**What you are asked to do:**
Count the lines in the records that contain the word "plate", treating case as significant, and give only the number.

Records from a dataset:
******************************

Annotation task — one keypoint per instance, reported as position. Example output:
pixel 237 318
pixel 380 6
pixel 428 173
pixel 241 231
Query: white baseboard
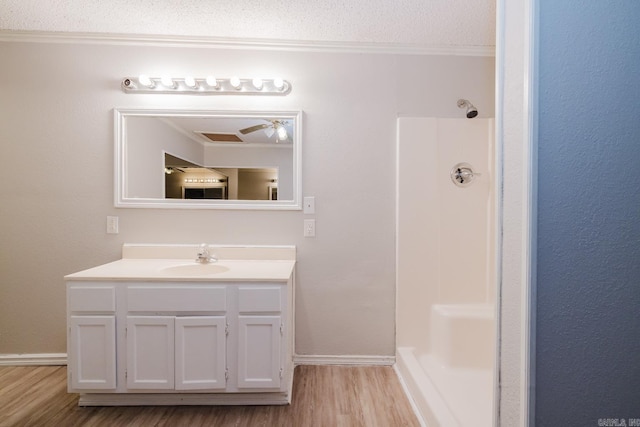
pixel 33 359
pixel 303 359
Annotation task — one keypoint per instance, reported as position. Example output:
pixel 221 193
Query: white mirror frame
pixel 120 178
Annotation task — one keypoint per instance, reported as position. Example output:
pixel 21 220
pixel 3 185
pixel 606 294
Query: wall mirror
pixel 207 159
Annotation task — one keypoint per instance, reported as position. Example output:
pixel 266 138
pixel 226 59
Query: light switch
pixel 309 205
pixel 309 228
pixel 112 225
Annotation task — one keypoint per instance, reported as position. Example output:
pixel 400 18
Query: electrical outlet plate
pixel 309 228
pixel 309 205
pixel 112 225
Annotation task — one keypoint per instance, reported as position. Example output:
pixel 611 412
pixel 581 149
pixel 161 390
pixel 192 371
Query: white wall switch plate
pixel 310 205
pixel 309 228
pixel 112 225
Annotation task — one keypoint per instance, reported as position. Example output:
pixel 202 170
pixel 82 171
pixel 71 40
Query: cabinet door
pixel 259 351
pixel 200 353
pixel 150 352
pixel 92 352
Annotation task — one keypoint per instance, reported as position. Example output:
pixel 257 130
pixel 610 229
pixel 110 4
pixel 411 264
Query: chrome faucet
pixel 204 256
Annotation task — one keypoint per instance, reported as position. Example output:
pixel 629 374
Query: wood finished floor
pixel 324 396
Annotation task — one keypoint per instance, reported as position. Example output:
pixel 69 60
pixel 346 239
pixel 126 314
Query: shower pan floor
pixel 467 392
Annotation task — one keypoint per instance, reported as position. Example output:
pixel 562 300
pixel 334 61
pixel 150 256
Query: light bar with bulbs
pixel 206 86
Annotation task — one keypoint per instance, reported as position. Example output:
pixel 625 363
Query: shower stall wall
pixel 445 321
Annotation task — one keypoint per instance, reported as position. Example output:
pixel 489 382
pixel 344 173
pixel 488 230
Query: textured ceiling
pixel 442 23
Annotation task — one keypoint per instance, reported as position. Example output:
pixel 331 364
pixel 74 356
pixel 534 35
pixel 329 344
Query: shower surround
pixel 446 288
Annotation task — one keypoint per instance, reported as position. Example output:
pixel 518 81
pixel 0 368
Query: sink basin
pixel 195 269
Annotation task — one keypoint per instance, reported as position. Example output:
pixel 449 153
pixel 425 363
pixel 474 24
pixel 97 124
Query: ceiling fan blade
pixel 254 128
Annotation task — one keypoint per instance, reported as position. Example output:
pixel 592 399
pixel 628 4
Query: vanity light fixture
pixel 204 180
pixel 235 82
pixel 205 86
pixel 212 82
pixel 191 82
pixel 257 83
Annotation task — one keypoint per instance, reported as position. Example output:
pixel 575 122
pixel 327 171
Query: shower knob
pixel 462 174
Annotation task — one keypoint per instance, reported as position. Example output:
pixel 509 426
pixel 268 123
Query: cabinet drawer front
pixel 177 298
pixel 259 299
pixel 92 299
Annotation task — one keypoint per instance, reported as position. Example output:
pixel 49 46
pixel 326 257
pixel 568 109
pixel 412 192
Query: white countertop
pixel 161 270
pixel 171 262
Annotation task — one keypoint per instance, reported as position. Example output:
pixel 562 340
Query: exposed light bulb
pixel 269 132
pixel 145 80
pixel 211 81
pixel 278 83
pixel 235 82
pixel 190 81
pixel 257 83
pixel 167 81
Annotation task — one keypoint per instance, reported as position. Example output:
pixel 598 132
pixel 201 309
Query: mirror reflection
pixel 238 160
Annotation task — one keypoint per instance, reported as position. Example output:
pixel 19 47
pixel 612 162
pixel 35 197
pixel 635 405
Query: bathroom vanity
pixel 158 328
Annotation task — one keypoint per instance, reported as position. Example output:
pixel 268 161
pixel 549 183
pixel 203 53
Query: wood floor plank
pixel 323 396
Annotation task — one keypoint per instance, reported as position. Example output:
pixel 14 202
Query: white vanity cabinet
pixel 91 336
pixel 187 342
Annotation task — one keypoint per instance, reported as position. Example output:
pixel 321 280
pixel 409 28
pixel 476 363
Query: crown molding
pixel 242 43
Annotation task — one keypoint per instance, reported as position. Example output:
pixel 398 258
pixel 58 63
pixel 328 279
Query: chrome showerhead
pixel 471 110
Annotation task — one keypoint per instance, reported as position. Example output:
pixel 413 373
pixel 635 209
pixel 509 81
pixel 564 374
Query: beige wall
pixel 57 122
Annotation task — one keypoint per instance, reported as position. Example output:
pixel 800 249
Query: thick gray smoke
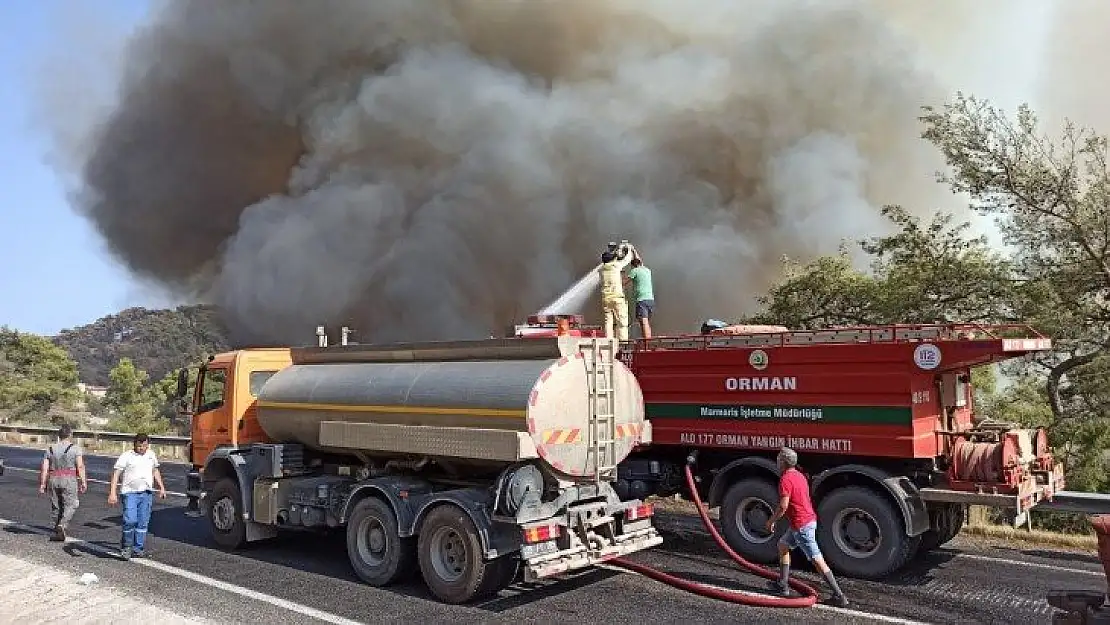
pixel 442 169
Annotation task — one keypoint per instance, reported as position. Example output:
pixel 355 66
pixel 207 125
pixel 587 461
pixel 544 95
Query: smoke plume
pixel 441 169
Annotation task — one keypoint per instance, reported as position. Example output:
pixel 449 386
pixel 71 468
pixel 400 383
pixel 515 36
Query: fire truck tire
pixel 451 558
pixel 861 534
pixel 377 553
pixel 744 511
pixel 225 515
pixel 946 522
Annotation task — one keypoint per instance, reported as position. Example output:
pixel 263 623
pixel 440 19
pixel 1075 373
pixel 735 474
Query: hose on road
pixel 809 594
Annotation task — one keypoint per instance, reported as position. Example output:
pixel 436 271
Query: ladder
pixel 602 407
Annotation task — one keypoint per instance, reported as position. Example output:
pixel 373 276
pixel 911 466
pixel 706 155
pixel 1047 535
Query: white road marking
pixel 1031 564
pixel 844 611
pixel 36 471
pixel 284 604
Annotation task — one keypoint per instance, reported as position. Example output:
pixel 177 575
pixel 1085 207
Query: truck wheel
pixel 861 534
pixel 744 513
pixel 451 558
pixel 946 522
pixel 225 515
pixel 379 555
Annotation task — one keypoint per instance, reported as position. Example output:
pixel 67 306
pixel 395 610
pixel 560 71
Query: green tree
pixel 928 273
pixel 163 394
pixel 1051 202
pixel 36 375
pixel 130 401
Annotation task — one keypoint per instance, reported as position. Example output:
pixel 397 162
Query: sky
pixel 60 275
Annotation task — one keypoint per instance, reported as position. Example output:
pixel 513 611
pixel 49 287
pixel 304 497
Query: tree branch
pixel 1052 384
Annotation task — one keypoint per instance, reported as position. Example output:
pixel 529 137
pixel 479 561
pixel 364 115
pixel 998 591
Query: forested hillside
pixel 157 341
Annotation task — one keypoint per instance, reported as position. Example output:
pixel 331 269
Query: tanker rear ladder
pixel 895 333
pixel 602 399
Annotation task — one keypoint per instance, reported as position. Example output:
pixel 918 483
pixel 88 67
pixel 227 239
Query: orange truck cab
pixel 223 402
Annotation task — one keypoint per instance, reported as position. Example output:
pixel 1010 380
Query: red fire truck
pixel 883 419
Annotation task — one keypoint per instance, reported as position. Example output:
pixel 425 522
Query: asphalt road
pixel 970 582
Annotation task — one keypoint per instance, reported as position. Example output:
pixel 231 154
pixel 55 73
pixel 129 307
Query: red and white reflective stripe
pixel 628 430
pixel 643 511
pixel 542 533
pixel 561 436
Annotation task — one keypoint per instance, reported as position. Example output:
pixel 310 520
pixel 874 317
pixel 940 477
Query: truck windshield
pixel 212 386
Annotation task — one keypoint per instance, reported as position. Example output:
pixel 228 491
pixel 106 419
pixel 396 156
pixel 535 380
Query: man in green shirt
pixel 641 278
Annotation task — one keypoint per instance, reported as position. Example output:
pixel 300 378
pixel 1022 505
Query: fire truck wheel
pixel 379 555
pixel 861 535
pixel 225 515
pixel 744 513
pixel 451 558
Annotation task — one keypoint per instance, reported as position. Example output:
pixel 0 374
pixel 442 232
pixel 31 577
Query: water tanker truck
pixel 465 461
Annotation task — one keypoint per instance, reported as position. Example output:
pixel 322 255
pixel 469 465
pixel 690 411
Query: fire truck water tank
pixel 453 406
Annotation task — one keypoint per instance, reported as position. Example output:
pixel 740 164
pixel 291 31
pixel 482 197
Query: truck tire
pixel 225 515
pixel 946 522
pixel 451 558
pixel 377 553
pixel 744 512
pixel 861 534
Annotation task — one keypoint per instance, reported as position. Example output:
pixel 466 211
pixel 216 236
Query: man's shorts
pixel 805 538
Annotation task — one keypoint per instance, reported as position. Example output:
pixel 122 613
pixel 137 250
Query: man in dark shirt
pixel 795 503
pixel 62 474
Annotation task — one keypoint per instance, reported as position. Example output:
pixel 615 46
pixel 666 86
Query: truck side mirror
pixel 182 382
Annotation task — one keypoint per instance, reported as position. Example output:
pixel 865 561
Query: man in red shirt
pixel 795 503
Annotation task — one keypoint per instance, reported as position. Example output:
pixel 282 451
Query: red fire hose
pixel 809 593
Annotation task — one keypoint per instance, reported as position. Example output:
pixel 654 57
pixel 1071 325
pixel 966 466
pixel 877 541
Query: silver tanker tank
pixel 485 402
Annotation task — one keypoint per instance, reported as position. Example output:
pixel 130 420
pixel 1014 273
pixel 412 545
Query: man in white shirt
pixel 135 473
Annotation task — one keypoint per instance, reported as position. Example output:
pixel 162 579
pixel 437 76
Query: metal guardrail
pixel 1078 502
pixel 96 435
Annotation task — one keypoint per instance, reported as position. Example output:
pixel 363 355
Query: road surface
pixel 301 578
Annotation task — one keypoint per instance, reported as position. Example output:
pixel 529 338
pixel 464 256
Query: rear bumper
pixel 579 557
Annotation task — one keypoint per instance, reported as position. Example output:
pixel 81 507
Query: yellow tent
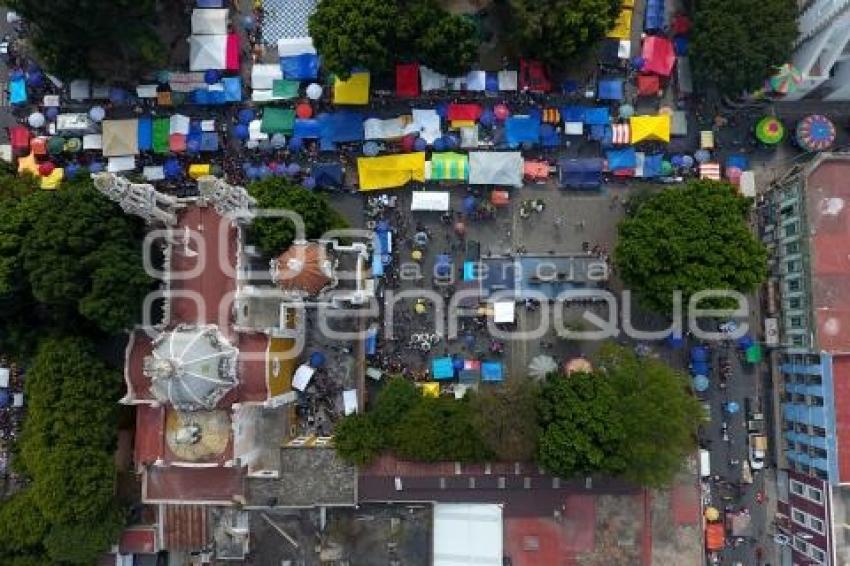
pixel 51 182
pixel 353 91
pixel 623 26
pixel 650 128
pixel 390 171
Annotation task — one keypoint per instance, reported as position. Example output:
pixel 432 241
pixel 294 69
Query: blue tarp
pixel 522 129
pixel 610 89
pixel 300 67
pixel 652 165
pixel 597 116
pixel 145 133
pixel 621 158
pixel 581 173
pixel 492 372
pixel 18 91
pixel 442 368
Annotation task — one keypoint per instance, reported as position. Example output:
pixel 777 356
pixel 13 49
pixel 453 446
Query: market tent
pixel 390 171
pixel 658 55
pixel 278 121
pixel 448 167
pixel 355 90
pixel 581 173
pixel 207 52
pixel 522 129
pixel 495 168
pixel 429 201
pixel 120 137
pixel 650 128
pixel 209 22
pixel 407 80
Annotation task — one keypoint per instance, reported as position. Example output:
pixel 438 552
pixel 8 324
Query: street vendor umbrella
pixel 815 133
pixel 55 145
pixel 371 149
pixel 36 120
pixel 541 366
pixel 786 79
pixel 97 113
pixel 314 91
pixel 769 130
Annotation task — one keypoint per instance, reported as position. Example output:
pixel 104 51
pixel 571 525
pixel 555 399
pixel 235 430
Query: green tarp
pixel 161 128
pixel 285 89
pixel 278 121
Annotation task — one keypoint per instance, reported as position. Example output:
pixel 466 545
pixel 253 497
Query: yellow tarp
pixel 650 128
pixel 198 170
pixel 623 26
pixel 353 91
pixel 390 171
pixel 51 182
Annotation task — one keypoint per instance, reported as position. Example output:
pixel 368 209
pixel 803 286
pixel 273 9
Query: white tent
pixel 207 21
pixel 207 52
pixel 429 201
pixel 495 168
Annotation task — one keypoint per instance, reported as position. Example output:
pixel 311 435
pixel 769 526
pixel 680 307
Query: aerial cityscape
pixel 425 282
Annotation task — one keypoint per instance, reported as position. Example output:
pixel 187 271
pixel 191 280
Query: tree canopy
pixel 68 513
pixel 727 51
pixel 689 239
pixel 373 34
pixel 106 39
pixel 71 259
pixel 555 31
pixel 275 234
pixel 632 417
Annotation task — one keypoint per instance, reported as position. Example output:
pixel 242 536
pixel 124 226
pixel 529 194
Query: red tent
pixel 464 111
pixel 533 76
pixel 407 80
pixel 648 85
pixel 658 55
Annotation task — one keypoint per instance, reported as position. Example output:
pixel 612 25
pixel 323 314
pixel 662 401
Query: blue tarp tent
pixel 442 368
pixel 522 129
pixel 598 116
pixel 300 67
pixel 328 175
pixel 581 173
pixel 610 89
pixel 492 372
pixel 145 133
pixel 652 165
pixel 621 158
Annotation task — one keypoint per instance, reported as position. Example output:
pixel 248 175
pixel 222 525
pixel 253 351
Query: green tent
pixel 161 129
pixel 753 354
pixel 285 89
pixel 278 121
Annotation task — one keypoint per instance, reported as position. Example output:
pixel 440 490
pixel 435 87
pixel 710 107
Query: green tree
pixel 505 418
pixel 556 31
pixel 275 234
pixel 354 33
pixel 689 239
pixel 733 55
pixel 82 38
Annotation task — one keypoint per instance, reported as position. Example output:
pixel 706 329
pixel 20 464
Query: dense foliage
pixel 106 39
pixel 689 239
pixel 71 260
pixel 728 52
pixel 633 417
pixel 274 234
pixel 555 31
pixel 373 34
pixel 68 514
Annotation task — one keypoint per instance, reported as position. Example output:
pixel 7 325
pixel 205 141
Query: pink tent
pixel 658 56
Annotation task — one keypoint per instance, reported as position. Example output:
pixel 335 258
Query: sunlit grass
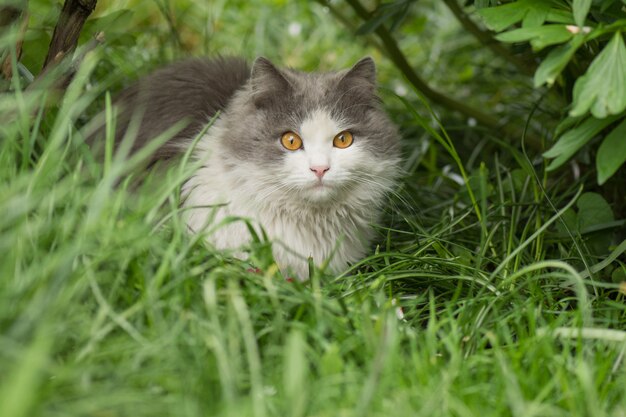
pixel 108 307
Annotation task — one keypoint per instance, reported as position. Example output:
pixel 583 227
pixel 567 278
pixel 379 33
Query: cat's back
pixel 191 91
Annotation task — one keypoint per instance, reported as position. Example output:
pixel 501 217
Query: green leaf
pixel 501 17
pixel 556 61
pixel 539 37
pixel 574 139
pixel 611 153
pixel 386 11
pixel 593 210
pixel 602 90
pixel 581 9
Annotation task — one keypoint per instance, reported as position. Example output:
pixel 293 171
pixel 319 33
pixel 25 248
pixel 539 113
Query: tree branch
pixel 9 15
pixel 65 37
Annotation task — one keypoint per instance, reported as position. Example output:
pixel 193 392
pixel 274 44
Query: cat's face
pixel 316 139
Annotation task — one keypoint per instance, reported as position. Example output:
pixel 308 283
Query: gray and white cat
pixel 307 156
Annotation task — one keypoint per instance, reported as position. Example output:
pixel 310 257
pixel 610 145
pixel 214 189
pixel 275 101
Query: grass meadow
pixel 108 307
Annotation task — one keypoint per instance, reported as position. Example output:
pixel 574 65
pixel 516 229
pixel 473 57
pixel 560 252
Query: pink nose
pixel 320 170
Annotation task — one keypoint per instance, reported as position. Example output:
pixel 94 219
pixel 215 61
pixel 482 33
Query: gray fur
pixel 190 92
pixel 266 102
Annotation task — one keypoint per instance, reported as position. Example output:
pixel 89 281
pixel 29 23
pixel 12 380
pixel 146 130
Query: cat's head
pixel 313 138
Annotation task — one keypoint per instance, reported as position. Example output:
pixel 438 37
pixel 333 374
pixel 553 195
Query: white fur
pixel 302 218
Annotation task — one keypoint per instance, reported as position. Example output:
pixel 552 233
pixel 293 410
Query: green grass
pixel 109 308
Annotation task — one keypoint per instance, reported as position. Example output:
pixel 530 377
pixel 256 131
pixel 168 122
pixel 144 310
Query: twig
pixel 67 30
pixel 399 59
pixel 487 39
pixel 8 16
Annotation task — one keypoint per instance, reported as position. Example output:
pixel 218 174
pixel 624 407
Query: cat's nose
pixel 320 170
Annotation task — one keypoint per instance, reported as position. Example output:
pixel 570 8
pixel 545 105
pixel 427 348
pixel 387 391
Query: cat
pixel 309 157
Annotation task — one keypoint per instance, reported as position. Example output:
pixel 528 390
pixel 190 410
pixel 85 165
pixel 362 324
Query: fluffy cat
pixel 308 157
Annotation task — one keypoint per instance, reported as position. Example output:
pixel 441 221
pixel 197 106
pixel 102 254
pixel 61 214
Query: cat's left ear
pixel 362 74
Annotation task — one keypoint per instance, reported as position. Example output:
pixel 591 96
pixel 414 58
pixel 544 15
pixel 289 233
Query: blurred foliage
pixel 142 35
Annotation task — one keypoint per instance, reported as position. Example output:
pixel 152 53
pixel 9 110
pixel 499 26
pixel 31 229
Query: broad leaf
pixel 611 153
pixel 593 210
pixel 556 61
pixel 539 37
pixel 574 139
pixel 602 90
pixel 581 9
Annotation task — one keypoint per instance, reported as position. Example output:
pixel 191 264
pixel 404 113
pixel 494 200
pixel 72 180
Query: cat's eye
pixel 291 141
pixel 343 140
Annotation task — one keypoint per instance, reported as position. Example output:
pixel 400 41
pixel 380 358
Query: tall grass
pixel 110 308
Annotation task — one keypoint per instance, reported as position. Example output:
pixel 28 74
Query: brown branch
pixel 9 15
pixel 487 39
pixel 65 37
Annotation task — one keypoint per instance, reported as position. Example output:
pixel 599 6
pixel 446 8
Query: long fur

******************************

**Exercise result:**
2